- _Set exercise_
Provide the data again in its entirety, exactly as given.

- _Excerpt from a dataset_
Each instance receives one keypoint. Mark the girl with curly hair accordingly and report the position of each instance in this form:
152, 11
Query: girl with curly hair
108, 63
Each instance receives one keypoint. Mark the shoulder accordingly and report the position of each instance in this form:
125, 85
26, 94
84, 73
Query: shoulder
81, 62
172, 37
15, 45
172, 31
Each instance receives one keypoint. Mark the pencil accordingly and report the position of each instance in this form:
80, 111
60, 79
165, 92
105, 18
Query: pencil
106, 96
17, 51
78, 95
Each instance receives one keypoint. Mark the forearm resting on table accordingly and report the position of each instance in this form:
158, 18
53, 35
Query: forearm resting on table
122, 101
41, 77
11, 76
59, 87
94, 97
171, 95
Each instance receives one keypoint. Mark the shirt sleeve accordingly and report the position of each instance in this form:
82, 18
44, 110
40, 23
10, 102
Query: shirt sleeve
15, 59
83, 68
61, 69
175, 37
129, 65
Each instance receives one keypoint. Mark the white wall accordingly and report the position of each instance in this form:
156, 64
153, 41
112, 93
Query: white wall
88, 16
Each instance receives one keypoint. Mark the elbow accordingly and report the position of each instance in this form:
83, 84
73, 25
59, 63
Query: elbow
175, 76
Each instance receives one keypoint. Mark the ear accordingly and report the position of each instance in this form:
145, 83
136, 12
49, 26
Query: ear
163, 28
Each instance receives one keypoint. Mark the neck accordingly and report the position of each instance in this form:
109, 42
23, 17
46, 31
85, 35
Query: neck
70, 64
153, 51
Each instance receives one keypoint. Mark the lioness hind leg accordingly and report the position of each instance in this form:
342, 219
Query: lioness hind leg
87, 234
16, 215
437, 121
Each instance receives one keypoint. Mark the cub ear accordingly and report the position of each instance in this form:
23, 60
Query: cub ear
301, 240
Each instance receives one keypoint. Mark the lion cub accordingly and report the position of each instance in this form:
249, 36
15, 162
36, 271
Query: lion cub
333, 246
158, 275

- _Output below_
Each instance receives one keypoint. Mark the girl with curly hair accordingly and report the position of each instance in this form:
152, 11
Query: girl with curly hair
108, 63
Each instance receives one keypoint. Mark the shoulder accordingly and report the position of each instance in this form:
125, 85
26, 94
84, 73
Query: shoulder
81, 62
172, 37
15, 45
172, 31
Each instance receives one keypoint. Mark the pencil accordingly and report the position of each instance in this form:
80, 111
60, 79
165, 92
105, 18
Query: pencil
106, 96
17, 51
78, 95
Each instance receives one keypoint. Mark the forearm resting on table accordingly and report the position of each instance in this form:
158, 18
53, 35
Query: forearm resting on table
122, 101
41, 77
11, 76
59, 87
94, 97
171, 95
Each instance receives one keypoint. Mark the shirt sleeve accordingly and report the position of each instance in this form:
82, 18
44, 110
40, 23
10, 102
Query: shirt sleeve
15, 59
83, 68
61, 69
175, 37
129, 65
Each instance receives one keypoint. Mark the white wall accordingly and report the position of each instance in this form:
156, 64
153, 41
112, 93
Query: white wall
88, 16
Each instance receives one keypoint. Mark the elbow accordingly and report the position of each instance in this form:
83, 84
73, 25
59, 63
Query: elbow
175, 76
Each instance receives one keypoint. Mark the ear accordingly and report the position of each instance in this form:
145, 83
136, 12
49, 26
Query: ear
163, 28
Each instance receives one keypoint. Mark the neck accordingly and report the position of each instance in this form:
109, 42
23, 17
46, 31
85, 35
Query: neck
70, 64
153, 51
Each instance receives one keypoint. Mark the lioness hind leg accordingly and report the position of each instance in this form:
342, 219
Query: lioness hind leg
87, 234
16, 215
437, 121
Each instance receives one keypoint. Mark the cub ear accordingly and report the position of each instance in this form:
23, 60
Query: cub ear
301, 240
Each instance receives one keypoint. Mark the lion cub accordingly and report the position of each instance in this form:
249, 36
15, 162
36, 271
Query: lion cub
333, 246
158, 275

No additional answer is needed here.